[start]

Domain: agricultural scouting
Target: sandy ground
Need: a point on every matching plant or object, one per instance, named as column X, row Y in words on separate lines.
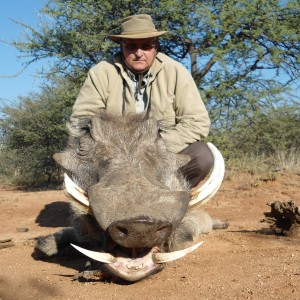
column 241, row 262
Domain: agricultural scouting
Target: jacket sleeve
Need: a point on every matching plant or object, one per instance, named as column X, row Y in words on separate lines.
column 192, row 120
column 91, row 98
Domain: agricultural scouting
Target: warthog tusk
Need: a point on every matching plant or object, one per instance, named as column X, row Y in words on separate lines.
column 99, row 256
column 75, row 191
column 213, row 183
column 160, row 258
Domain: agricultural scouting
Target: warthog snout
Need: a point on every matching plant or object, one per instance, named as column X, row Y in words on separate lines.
column 139, row 232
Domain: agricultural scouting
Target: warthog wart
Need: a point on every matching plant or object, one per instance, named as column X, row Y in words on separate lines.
column 130, row 205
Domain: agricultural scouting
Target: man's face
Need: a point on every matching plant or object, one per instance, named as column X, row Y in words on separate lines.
column 139, row 54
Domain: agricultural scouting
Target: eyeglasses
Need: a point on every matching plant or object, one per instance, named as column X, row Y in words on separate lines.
column 144, row 47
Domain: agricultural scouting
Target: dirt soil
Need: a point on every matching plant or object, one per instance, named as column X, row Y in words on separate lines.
column 241, row 262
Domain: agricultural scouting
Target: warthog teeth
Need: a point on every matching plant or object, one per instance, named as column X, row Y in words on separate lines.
column 99, row 256
column 75, row 191
column 160, row 258
column 135, row 267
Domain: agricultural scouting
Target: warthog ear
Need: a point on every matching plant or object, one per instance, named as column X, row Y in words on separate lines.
column 182, row 159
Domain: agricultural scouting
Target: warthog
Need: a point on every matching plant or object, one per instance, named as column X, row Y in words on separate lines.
column 130, row 203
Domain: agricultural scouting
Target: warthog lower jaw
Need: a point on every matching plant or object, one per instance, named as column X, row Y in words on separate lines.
column 134, row 269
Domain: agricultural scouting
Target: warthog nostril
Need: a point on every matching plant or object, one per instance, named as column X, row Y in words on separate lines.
column 139, row 232
column 122, row 231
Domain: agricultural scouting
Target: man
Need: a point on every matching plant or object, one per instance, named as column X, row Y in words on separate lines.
column 142, row 80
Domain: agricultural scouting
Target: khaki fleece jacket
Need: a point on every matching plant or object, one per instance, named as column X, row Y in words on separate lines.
column 172, row 98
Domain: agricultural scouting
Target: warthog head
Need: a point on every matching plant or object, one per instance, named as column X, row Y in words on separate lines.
column 128, row 198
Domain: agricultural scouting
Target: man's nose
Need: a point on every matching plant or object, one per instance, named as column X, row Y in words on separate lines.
column 139, row 52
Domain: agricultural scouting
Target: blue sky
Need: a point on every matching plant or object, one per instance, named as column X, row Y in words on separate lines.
column 25, row 11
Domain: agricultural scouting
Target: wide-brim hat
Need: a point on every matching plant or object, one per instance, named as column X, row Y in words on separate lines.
column 136, row 27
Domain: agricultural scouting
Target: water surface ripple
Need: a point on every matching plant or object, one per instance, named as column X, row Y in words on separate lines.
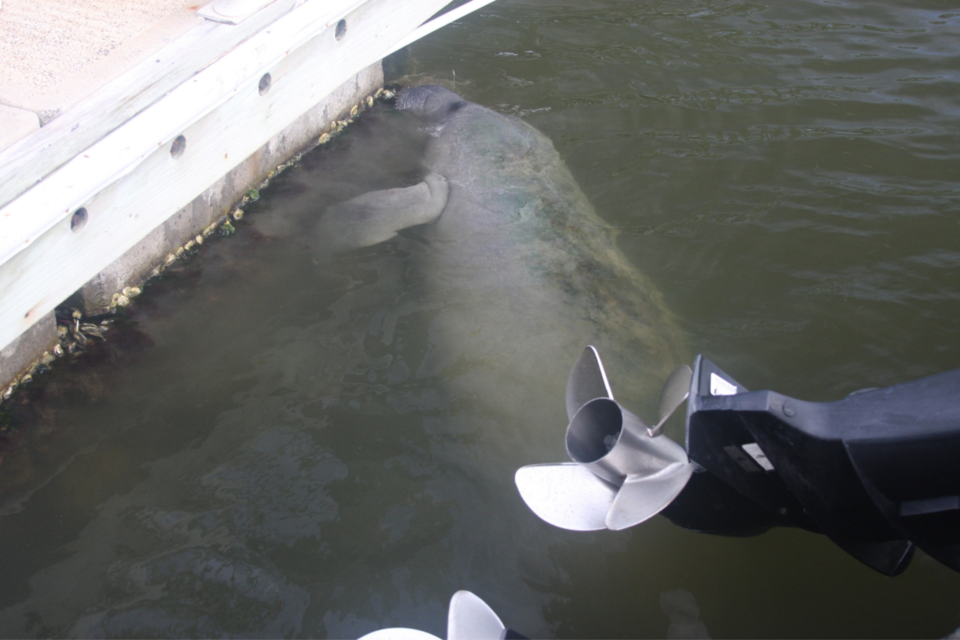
column 268, row 446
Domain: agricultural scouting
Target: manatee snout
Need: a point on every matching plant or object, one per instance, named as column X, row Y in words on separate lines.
column 430, row 102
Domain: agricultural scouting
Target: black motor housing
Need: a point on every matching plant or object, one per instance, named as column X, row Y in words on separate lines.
column 878, row 471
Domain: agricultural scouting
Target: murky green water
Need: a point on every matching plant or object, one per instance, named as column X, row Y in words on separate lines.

[end]

Your objective: Each line of the data should be quoted exactly, with pictures left out.

Complete output:
Domain: agricultural scouting
Target: sandy ground
Need: a point on every matching plant or object, one per instance, named as column X, row Y in words on separate lines.
column 241, row 262
Domain: agricultural scouting
Target: jacket sleeve
Need: a point on every matching plant or object, one per instance, named as column X, row Y in words on separate lines.
column 192, row 120
column 91, row 98
Domain: agricultural scouting
Target: warthog tusk
Need: a point on every matching plant or object, one per instance, named as column X, row Y in words on separate lines.
column 99, row 256
column 75, row 191
column 213, row 183
column 160, row 258
Domain: agricultural scouting
Target: warthog snout
Need: a point on every matching plant or object, one per instance, named as column X, row Y in words on separate lines.
column 139, row 232
Domain: agricultural scouting
Target: warthog wart
Need: a point on every matching plant or object, one per instance, named as column X, row Y in words on separate lines.
column 130, row 205
Domain: agricultural scouting
Target: man's face
Need: a point on every matching plant or object, one per instance, named as column X, row Y in words on separate lines.
column 139, row 54
Domain: agricultural scouting
Target: eyeglasses
Need: a point on every matching plant or object, one per instance, named as column X, row Y in words on separate lines.
column 144, row 47
Domain: agricultural scouting
Target: dirt soil
Need: a point on every matching plant or object, one per instance, named as column X, row Y in words on separate lines.
column 241, row 262
Domain: agricultural scouting
Target: warthog teeth
Need: a point on every matching plant or object, one per instance, named as column X, row Y in words on separate lines.
column 99, row 256
column 75, row 191
column 160, row 258
column 135, row 267
Domain: agricultural scouting
Target: warthog ear
Need: a point on every matching plant or object, one per instance, named as column X, row Y in words on separate lines.
column 182, row 159
Domain: agricultural scouting
Target: warthog
Need: a point on every matching plant or object, one per instance, named as column X, row Y in words on separate lines.
column 130, row 203
Domain: agricultural scouting
Target: warthog lower jaw
Need: a point on every matching plant or object, one per instance, named as column X, row Y in words on separate lines.
column 134, row 269
Domain: agricultural scouting
Target: warthog nostril
Need: a point on every matching plant or object, one per instance, named as column X, row Y in words on separate lines.
column 139, row 232
column 122, row 231
Domain: agricultural scouting
Target: man
Need: a point on every matching plant or object, one per instance, named as column X, row Y in words on separate lines.
column 142, row 80
Domain: agricultural scouting
Target: khaki fleece jacket
Need: a point on every matching plant or object, one per instance, named as column X, row Y in words on separate lines.
column 172, row 98
Domain: agricultural scouting
Target: warthog head
Need: a point on every matching plant or object, one per instance, named as column X, row Y in words on separate lines.
column 128, row 198
Domain: agricultural scouting
Target: man's nose
Need: a point on every matching plant or object, one per instance, named as column X, row Y in words on separate lines.
column 139, row 52
Domain: agricultural scouting
Target: blue sky
Need: a point on every matching plant or object, one per instance, named as column X, row Y in words on separate lines.
column 25, row 11
Domain: agricultural scouting
Target: wide-brim hat
Need: a point on every matching plant or object, one per instance, named as column X, row Y in words on separate lines.
column 136, row 27
Domain: agricultural scouting
Target: water surface ripple
Need: a point on every matching plant or object, one per instance, named as column X, row Y in words on separate lines.
column 268, row 446
Domain: agricultural scouting
Target: manatee snout
Need: a point on every matching plant or object, one per instance, named as column X, row Y in words on separate lines.
column 430, row 102
Domain: agricultural scouting
Target: black motor housing
Need: a point on every matching plant or object, one per instance, named as column X, row Y in words on separate lines.
column 878, row 471
Domain: agricultural scouting
Target: murky green water
Need: a point on every matching plant or object, one per instance, named as column X, row Y in words on separate lines.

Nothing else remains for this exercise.